Extracted records:
☆ ☆ ☆ ☆ ☆

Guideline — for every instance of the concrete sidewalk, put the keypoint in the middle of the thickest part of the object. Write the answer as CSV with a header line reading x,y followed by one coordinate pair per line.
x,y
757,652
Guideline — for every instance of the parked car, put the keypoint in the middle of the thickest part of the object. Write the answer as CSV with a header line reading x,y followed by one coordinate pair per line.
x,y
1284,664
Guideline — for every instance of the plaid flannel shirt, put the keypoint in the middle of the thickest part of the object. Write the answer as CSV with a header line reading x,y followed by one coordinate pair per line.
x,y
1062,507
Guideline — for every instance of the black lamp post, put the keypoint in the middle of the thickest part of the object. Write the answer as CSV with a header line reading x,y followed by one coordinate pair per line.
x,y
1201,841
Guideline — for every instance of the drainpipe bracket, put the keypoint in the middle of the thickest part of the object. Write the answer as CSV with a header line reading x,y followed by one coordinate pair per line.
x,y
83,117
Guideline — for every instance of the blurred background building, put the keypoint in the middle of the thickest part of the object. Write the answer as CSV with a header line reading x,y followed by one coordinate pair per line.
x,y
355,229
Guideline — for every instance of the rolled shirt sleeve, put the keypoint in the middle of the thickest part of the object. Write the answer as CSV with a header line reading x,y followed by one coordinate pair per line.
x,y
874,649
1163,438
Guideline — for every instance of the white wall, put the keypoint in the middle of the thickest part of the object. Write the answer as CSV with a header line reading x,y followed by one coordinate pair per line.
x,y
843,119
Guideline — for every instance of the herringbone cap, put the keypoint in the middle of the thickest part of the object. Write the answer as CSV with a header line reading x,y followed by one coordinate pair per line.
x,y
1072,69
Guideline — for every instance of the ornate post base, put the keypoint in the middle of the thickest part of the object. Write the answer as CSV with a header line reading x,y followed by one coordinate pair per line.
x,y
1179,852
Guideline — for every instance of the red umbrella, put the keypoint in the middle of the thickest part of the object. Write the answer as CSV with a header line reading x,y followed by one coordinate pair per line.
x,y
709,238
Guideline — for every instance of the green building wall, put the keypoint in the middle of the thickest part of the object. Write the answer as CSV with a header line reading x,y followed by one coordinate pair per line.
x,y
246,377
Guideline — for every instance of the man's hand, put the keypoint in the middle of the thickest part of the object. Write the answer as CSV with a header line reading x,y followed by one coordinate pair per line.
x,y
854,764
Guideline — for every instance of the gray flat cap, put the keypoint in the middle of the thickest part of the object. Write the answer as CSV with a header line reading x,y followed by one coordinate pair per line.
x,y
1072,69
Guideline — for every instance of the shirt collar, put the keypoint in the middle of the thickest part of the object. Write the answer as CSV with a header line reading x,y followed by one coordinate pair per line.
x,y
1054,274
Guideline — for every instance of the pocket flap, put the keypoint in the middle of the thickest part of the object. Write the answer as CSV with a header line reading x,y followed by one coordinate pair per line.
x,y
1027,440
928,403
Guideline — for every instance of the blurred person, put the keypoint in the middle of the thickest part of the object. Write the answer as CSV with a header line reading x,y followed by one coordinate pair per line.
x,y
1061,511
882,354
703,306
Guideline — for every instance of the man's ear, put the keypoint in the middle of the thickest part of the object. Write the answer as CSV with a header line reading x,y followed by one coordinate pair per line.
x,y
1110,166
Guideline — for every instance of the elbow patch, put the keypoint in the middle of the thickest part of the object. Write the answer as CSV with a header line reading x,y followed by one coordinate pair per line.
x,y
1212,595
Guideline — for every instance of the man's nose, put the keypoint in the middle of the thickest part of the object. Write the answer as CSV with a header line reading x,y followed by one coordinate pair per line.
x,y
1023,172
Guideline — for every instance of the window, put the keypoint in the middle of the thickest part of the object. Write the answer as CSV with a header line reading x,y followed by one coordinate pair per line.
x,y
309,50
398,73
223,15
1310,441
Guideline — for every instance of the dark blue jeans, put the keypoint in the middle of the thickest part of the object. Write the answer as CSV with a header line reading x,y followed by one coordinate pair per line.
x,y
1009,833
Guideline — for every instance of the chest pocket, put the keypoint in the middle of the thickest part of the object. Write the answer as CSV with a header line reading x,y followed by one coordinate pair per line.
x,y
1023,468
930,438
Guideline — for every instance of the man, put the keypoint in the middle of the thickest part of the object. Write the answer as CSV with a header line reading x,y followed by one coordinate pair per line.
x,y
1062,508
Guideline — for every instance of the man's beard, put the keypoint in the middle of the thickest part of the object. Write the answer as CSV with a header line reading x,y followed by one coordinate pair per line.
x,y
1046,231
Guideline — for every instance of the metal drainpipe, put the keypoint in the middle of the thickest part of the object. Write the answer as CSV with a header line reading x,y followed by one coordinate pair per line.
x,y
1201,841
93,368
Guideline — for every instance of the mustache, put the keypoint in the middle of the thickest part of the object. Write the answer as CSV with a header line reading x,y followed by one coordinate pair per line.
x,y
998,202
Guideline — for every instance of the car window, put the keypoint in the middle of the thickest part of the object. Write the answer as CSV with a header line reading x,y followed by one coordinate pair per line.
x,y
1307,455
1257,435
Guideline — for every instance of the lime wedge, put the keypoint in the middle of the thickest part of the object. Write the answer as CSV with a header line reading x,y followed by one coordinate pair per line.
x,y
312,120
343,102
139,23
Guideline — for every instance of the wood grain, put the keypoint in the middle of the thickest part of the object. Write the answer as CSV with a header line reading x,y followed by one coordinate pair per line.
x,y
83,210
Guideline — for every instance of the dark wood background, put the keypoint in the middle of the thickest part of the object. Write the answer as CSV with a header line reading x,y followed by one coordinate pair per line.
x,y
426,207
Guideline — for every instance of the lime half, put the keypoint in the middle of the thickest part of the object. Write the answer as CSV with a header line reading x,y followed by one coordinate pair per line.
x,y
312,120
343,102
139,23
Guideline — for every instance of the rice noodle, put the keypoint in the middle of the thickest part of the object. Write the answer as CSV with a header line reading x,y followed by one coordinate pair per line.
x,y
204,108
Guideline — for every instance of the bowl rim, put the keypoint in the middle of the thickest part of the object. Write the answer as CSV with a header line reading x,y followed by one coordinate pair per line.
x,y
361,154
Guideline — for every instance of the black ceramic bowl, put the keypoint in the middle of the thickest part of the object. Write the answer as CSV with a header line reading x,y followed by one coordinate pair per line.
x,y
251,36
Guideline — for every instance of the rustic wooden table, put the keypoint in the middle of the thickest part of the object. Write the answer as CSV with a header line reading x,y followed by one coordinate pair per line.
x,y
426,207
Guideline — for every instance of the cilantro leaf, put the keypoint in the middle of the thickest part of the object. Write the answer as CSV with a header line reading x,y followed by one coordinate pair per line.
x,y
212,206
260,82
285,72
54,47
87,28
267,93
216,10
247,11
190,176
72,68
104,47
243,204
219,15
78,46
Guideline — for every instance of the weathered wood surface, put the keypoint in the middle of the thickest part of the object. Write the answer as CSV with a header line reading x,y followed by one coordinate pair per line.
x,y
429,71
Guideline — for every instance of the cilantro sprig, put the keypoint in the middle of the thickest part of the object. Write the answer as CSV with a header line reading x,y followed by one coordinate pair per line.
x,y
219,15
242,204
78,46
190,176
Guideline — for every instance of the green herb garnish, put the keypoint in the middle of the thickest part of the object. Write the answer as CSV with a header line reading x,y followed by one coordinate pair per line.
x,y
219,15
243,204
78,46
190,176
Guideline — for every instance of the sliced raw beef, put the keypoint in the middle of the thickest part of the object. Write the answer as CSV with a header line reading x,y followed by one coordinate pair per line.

☆ ☆ ☆ ☆ ☆

- _Aim_: Pull these items out and copy them again line for line, without any changes, covering every one.

- _Solution_:
Guideline — for every instance of the concrete sidewalk, put the keypoint in the middle of the thickest part of the object. Write the answer as CSV with a header line reading x,y followed by one coordinate pair per line.
x,y
757,652
Guideline — for every instance of the parked car, put the keypoint in the middle of the thickest part of the object. Write the answer as CSV with a header line reading x,y followed by one coordinate pair per line.
x,y
1284,664
Guideline — for every instance of the plaid flannel shirt, put the keypoint in the middle of the thickest part of the object. Write the answer as CSV with a header line reading x,y followed by one coordinate pair per line.
x,y
1062,507
Guideline — for every instance of the black lamp post, put the keypoint in the middle of the thickest part of the object. Write the answer as CSV with a header line reading x,y followed by one coordinate pair per line.
x,y
1201,841
Guideline — for every instance of the drainpipe bracket, put the keypoint in the middle of the thickest part of the object. Write the answer as CSV with a header line reading x,y followed by one coordinate pair per line.
x,y
83,117
Guideline — for every instance of the blurred background building, put the keypoint in the middle of the thickest part of the object. Write the answer as CSV with a header line reading x,y followed by one coordinate pair per line.
x,y
355,229
Guideline — for every instance of the rolled shirt sleeve, put the keypoint in the middle of the thickest part of the object. Write the answer as CSV with a header line reading x,y followed by one coordinate pair per line.
x,y
874,649
1163,438
Guideline — for every instance of the white wall, put the keypoint in the middle of the thickest part of the object. Write the answer as CSV with a header line reading x,y followed by one coordinate pair per line.
x,y
843,119
Guideline — for every instance of the herringbone cap, put the keypoint in the middle of the thickest part of the object. Write the answer as CSV with a header line reading x,y followed by one coordinate pair per line.
x,y
1072,69
Guideline — for every instance of the ornate post base, put the keypoint in the middle of the thickest part of the object. Write the answer as CSV with a header line reading x,y followed by one coordinate pair per line.
x,y
1179,852
Guideline — for every instance of the red umbrella, put the keypoint in the middle of the thickest part of the object. Write the answer as CSV with a header line reading x,y followed by one coordinate pair per line.
x,y
709,238
Guideline — for every instance of the green building wall, put the keypoint in the middle of the thickest part of the object. Write the answer as CSV with a header line reading x,y followed by one coordinate pair per line.
x,y
246,377
Guideline — for every instance of the man's hand, put the keypoint in the middle of the thickest part of the object. Write the answer as CSV with a header line reading x,y followed by one coordinate pair per line.
x,y
854,764
Guideline — for every instance of the gray flat cap, put the keypoint in the middle of the thickest part of the object. Write the answer as CSV with a header line reading x,y followed by one coordinate pair per line.
x,y
1072,69
Guideline — for every instance of the shirt collar, put the keypoint in the middle of the thickest part of the object. Write the answer as CSV with a header line reading x,y followed by one coordinate pair per line.
x,y
1054,274
Guideline — for every instance of the pocket flap, put the keypoint in the middle of the thickest part of the object. Write the answer as CSV with a header line reading x,y followed by one coordinate pair per line.
x,y
1027,440
928,403
Guideline — for every instance of the blurred person, put the keypoint in the middle of the thickest part of the object. Write the answer as CSV with a header line reading x,y followed by one coordinate pair per line.
x,y
1061,511
882,354
703,306
Guideline — for every instance of the man's ear, put the keypoint in the middle of the thickest part of the object. Write the answer as CSV with a header line reading x,y followed by one coordinate pair per line.
x,y
1110,166
Guideline — for every instance of the elbow patch, put the keypoint in the middle of the thickest part of the object. Write the answer as CSV with a header line reading x,y followed by one coordinate pair per line.
x,y
1212,595
Guideline — for every instance of the man's nose, put the keypoint in the middle of the thickest part of the object. Write the answer as CSV with a header line reading x,y followed by one coordinate pair per line.
x,y
1023,172
Guideline — for every instance of the window, put the keypoint in the middle of the thickest part of the object. Write the answer as CSV with a header line reading x,y followed by one coordinate pair per line.
x,y
309,50
398,73
223,15
1310,441
Guideline — for every instance of the dark blue jeans, put the keypoint in the middle of the thickest part of the object. Write the answer as CSV with a header line reading x,y followed by one coordinate pair per line.
x,y
1009,833
Guideline — for every instance of the chest pocket, put the keypoint in the middle of the thickest part of the object. Write the answer as CSV with a header line reading x,y followed by one coordinate pair per line.
x,y
1023,468
930,438
Guideline — for every instance of the man, put the keypoint in the middle of the thickest part of the object. Write the answer as CSV with a header line reading x,y followed by one coordinate pair per line.
x,y
1062,508
Guideline — for every instance of the man's beard, put the keypoint in the middle of the thickest part of the object. Write the answer as CSV with a header line reading x,y followed by one coordinate pair per line.
x,y
1046,231
Guideline — for every instance of the metal drainpipe, put the keypoint in the middle of the thickest part of the object. Write the answer as CSV with a header line reading x,y followed by one coordinate pair per line.
x,y
1201,841
93,368
Guideline — for every instance of the mustache, put the keypoint in the middle of the thickest part of the object. Write the answer as CSV with a header line reading x,y followed by one coordinate pair per line.
x,y
998,202
Guideline — for every instance of the car window, put the keypoint in the middle of the thickest part of the object. Write the answer as CSV with a header line reading x,y followed by one coordinate pair per line.
x,y
1307,455
1257,435
Guideline — for every instance of the lime wedge, put the keypoint in the middle of the thickest part of the object. Write the answer as CSV with a header line reading x,y followed by one coordinate pair per line.
x,y
312,120
343,102
139,23
Guideline — for every instance of the wood grain, put the keypoint in the middle of the thickest part of the object. Write the answer as CSV with a header line reading x,y followed by one coordinate pair per line.
x,y
83,210
Guideline — for every instance of the dark wood background, put the keypoint in the middle of the thickest part of the object. Write the answer as CSV with a header line reading x,y followed by one coordinate pair per line.
x,y
426,207
Guideline — for every instance of the lime half, put the keypoint in the middle of the thickest part of the object. Write the answer as CSV with a header line reading x,y followed by one coordinate pair per line.
x,y
312,120
343,102
139,23
Guideline — for every instance of the rice noodle, put the keypoint in the middle of the thickest part of the object. Write the answer as CSV with a header line reading x,y followed by one coordinate pair per line.
x,y
204,108
Guideline — for every instance of the bowl rim, put the keypoint in the middle of the thickest part of the object. Write the answer as CSV with a header line reading x,y followed by one coordinate pair per line.
x,y
361,154
Guideline — for every instance of the black ceramic bowl, put the keypoint in the middle of the thickest part of the object. Write the answer as CSV with a header line reading x,y followed by one coordinate pair per line.
x,y
251,36
Guideline — for every instance of the rustic wooden table, put the keypoint in the middle of the thickest part of the object. Write the answer as CSV with a header line reading x,y followed by one coordinate pair per line.
x,y
426,207
Guideline — for every instance of the cilantro leaf, put the keypoint in the middle of the thickest part of the object. Write the answer as CSV with a header line reading x,y followed by one coordinate pair per line.
x,y
212,206
260,82
285,72
54,47
87,28
267,93
216,10
247,11
190,176
72,68
104,47
243,204
219,15
78,46
Guideline — for every instance of the weathered wood surface, put the keypoint in the middle of the thickest part of the object. Write the answer as CSV with a header line reading x,y followed by one coordinate pair per line.
x,y
429,71
Guideline — for every instance of the cilantro sprig, put the keypoint in the middle of the thickest part of the object. Write the answer as CSV with a header line reading x,y followed by one coordinate pair per line.
x,y
219,15
242,204
78,46
190,176
Guideline — for every instance of the green herb garnish, put the keypoint in the middle of the thickest part of the object. Write the answer as CSV with a header line reading x,y followed by one coordinate pair per line.
x,y
219,15
243,204
78,46
190,176
Guideline — for every instance of the sliced raw beef, put the keypoint in the middle of the thickest part of the object. Write the answer as CSV with a header line reading x,y followed by one coordinate pair per line.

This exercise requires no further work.